* [Work required]: Could you write out exactly the lines from the one that contains "SELECT bbox FROM objects WHERE label = 'dog's white" through the last line of the listing below, both included and nothing more?

BEGIN

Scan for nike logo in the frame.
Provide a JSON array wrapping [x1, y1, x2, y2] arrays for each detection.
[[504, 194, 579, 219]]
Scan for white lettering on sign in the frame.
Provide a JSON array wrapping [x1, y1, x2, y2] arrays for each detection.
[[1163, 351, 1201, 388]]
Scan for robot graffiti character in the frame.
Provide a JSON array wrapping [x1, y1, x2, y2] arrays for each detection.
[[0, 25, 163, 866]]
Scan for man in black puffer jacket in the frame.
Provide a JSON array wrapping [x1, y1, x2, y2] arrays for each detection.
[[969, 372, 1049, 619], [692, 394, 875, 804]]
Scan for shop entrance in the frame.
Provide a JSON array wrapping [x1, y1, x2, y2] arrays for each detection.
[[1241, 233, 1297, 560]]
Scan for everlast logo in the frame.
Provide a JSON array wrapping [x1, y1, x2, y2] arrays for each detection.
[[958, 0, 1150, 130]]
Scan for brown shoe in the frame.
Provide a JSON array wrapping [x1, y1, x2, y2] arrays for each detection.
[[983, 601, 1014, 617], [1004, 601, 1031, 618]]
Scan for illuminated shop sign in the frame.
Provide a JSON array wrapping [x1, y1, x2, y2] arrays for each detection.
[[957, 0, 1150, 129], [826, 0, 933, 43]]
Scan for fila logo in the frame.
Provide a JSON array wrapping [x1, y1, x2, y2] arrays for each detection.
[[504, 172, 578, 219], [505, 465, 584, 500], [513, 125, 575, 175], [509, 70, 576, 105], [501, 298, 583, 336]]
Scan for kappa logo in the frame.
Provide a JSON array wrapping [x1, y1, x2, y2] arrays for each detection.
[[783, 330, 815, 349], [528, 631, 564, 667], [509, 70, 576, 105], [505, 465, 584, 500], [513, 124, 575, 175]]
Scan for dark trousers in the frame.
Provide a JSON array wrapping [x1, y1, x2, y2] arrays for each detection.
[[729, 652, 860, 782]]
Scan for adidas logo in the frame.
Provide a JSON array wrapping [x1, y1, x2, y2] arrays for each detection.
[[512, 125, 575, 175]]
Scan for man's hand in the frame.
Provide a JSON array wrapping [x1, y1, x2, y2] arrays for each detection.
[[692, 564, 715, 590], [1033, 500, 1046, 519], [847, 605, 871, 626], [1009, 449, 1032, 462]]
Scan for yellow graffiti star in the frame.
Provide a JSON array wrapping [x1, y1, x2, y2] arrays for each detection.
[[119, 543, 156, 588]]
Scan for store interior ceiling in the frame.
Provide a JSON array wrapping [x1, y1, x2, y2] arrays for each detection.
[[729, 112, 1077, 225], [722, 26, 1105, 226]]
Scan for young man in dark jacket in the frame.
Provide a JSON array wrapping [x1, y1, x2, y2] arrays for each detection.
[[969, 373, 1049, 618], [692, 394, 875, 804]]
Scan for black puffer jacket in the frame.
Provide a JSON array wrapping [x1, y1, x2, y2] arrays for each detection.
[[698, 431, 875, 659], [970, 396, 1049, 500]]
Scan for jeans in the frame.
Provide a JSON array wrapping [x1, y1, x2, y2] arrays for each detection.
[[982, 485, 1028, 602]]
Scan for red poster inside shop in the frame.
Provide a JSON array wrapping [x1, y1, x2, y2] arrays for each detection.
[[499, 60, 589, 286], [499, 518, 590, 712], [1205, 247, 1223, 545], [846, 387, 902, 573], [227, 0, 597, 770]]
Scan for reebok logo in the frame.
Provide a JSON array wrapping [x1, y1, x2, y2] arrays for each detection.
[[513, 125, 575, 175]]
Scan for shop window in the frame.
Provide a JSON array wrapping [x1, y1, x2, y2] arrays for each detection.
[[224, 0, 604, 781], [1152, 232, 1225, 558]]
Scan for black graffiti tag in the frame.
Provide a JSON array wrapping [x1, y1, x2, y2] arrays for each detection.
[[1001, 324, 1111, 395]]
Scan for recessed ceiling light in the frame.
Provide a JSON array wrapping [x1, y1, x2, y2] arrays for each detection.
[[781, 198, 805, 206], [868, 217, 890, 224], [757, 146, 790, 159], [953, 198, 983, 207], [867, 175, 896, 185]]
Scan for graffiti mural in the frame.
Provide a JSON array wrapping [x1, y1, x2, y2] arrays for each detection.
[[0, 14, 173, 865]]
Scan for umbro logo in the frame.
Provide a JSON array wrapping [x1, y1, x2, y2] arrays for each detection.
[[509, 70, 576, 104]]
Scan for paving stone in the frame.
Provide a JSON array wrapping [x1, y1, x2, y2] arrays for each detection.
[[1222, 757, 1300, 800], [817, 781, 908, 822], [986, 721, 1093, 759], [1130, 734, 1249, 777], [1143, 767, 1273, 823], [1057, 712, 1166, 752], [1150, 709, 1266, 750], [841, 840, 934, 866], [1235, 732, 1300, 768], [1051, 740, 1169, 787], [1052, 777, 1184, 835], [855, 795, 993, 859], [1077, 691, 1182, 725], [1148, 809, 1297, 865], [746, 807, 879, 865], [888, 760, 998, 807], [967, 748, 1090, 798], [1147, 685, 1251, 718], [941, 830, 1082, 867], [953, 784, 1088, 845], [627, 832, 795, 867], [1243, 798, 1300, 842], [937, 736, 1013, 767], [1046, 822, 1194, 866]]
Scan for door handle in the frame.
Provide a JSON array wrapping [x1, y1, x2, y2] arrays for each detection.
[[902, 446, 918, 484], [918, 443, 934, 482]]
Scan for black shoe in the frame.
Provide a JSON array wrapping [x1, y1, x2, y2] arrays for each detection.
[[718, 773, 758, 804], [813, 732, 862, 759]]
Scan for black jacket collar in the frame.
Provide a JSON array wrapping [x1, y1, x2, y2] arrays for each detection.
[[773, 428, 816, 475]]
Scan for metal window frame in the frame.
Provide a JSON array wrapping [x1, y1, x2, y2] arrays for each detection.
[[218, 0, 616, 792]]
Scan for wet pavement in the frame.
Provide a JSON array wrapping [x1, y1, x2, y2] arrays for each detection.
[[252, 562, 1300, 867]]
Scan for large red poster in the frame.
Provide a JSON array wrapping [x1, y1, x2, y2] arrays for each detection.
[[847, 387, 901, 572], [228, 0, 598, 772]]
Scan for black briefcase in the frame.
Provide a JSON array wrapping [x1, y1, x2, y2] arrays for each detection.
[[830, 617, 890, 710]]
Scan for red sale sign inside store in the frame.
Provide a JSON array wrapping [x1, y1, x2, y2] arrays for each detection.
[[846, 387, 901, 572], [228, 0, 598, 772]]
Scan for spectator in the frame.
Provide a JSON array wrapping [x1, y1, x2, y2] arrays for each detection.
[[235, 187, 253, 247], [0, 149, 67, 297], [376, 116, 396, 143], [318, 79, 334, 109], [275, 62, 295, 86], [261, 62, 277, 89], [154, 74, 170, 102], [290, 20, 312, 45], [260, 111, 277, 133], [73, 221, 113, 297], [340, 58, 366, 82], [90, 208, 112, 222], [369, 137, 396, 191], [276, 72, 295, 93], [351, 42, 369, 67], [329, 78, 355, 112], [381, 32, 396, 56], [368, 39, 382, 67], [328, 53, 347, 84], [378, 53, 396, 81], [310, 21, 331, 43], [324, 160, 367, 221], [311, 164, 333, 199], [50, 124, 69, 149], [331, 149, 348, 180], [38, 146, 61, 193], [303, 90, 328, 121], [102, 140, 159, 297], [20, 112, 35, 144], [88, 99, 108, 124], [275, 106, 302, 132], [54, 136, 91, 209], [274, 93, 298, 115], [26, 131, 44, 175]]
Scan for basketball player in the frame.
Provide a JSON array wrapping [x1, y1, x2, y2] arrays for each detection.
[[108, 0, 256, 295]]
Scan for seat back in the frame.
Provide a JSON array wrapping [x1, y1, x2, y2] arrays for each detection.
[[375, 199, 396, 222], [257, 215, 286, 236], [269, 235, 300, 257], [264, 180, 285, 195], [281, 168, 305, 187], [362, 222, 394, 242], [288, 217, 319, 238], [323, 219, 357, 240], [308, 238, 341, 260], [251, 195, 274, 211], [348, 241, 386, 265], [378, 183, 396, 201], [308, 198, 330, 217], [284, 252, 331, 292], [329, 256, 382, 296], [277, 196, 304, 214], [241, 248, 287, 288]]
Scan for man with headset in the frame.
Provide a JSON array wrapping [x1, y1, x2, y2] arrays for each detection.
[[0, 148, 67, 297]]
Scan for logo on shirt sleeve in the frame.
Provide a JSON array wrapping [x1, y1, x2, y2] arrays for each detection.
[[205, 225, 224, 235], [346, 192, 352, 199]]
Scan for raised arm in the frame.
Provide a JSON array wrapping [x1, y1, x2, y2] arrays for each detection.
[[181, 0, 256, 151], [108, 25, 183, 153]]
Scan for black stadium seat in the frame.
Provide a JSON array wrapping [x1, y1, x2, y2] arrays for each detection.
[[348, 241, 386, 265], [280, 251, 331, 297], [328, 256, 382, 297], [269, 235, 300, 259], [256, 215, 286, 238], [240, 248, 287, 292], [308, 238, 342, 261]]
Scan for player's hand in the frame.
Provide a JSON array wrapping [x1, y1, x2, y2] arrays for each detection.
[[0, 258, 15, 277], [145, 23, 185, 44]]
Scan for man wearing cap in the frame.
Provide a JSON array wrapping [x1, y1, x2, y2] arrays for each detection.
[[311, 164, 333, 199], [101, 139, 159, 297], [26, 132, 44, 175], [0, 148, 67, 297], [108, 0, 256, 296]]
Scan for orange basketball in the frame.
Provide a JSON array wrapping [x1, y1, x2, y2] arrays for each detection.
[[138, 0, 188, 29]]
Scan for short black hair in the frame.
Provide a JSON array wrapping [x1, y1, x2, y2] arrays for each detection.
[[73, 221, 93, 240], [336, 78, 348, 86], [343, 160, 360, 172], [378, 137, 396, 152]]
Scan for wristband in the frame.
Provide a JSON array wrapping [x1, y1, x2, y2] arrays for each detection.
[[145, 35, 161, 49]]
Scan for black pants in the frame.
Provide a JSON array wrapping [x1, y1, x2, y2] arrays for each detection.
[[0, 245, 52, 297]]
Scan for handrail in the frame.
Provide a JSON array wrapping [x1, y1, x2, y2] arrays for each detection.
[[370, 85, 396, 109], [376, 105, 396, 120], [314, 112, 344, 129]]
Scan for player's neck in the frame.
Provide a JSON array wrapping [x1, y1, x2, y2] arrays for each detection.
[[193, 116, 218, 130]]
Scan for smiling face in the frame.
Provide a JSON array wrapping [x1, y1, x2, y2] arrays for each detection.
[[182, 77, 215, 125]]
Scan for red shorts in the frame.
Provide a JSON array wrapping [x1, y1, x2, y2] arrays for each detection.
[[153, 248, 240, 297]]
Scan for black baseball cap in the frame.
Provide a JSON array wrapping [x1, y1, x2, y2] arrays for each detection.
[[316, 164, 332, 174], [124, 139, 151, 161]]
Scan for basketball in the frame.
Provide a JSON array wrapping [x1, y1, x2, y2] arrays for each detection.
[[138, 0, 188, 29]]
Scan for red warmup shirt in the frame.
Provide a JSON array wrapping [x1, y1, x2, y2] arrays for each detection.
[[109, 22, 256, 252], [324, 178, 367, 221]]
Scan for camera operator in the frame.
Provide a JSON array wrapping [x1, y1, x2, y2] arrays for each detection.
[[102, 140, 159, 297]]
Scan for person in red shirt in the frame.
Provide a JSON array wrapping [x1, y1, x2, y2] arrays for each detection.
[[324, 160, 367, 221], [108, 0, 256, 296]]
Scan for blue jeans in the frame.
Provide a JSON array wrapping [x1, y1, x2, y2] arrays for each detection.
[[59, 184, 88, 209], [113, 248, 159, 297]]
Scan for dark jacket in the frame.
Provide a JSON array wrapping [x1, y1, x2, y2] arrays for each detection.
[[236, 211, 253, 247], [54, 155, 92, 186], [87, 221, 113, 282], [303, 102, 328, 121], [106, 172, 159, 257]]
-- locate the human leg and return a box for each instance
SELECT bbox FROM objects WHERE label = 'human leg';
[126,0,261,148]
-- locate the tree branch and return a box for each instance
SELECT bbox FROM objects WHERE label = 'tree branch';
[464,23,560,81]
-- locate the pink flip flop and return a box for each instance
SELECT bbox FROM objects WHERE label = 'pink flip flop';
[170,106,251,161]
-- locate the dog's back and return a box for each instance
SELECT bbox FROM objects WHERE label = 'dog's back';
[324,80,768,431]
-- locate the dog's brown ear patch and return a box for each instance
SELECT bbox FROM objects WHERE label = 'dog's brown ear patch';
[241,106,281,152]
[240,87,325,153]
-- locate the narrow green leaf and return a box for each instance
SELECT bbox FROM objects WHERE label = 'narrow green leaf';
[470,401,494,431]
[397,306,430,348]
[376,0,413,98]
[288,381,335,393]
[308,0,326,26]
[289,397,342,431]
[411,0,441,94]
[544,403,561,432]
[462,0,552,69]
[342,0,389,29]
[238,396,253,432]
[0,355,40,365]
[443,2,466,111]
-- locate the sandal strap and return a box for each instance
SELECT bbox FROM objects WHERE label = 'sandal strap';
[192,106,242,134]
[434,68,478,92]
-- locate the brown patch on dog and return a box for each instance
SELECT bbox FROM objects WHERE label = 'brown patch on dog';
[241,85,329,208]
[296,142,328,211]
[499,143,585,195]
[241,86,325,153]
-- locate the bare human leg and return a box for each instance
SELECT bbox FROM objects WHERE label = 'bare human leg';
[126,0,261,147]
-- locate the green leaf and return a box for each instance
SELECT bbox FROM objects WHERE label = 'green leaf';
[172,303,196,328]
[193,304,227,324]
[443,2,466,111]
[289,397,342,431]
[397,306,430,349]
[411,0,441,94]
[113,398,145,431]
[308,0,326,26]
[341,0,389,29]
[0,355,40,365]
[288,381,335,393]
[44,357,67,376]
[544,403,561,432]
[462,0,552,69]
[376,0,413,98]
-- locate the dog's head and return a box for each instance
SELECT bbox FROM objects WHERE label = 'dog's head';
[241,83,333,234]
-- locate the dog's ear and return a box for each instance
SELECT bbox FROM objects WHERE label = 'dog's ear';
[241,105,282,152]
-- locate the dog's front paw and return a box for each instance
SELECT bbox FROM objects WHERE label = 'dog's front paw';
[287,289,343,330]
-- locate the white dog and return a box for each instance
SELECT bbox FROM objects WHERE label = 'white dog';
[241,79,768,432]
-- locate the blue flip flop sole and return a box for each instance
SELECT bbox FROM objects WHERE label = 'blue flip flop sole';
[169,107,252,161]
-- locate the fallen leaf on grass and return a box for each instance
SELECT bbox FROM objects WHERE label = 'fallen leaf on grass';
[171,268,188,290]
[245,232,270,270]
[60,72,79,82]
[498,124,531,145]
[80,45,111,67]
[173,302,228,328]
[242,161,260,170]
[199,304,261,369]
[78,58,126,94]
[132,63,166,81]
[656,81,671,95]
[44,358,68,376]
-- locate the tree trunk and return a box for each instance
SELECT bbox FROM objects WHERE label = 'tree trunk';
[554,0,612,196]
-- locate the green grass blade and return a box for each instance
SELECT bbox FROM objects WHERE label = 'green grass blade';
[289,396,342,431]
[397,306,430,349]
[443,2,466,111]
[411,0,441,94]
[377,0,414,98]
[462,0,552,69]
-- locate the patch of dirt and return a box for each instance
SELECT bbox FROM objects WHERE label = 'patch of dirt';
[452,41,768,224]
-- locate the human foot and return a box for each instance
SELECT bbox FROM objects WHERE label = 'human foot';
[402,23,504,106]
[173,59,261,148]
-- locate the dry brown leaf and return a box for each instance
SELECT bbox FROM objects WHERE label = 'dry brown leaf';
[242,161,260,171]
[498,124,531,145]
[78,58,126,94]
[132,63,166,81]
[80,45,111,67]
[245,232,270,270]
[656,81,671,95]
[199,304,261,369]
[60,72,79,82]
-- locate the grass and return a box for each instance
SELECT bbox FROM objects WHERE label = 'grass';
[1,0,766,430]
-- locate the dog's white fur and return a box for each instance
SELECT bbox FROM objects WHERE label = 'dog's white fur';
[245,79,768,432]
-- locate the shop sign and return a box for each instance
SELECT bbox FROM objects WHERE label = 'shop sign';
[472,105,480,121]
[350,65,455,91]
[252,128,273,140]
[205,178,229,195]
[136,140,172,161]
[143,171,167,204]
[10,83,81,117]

END

* [Written reply]:
SELECT bbox FROM objects WHERE label = 'dog's white fur';
[245,79,768,432]
-- locate the shop sign and return a box for each instance
SELECT bbox FROM objects WHERE label = 'shop sign';
[472,105,480,121]
[350,65,455,91]
[252,128,273,140]
[205,178,229,195]
[136,140,172,161]
[143,171,167,204]
[10,83,81,117]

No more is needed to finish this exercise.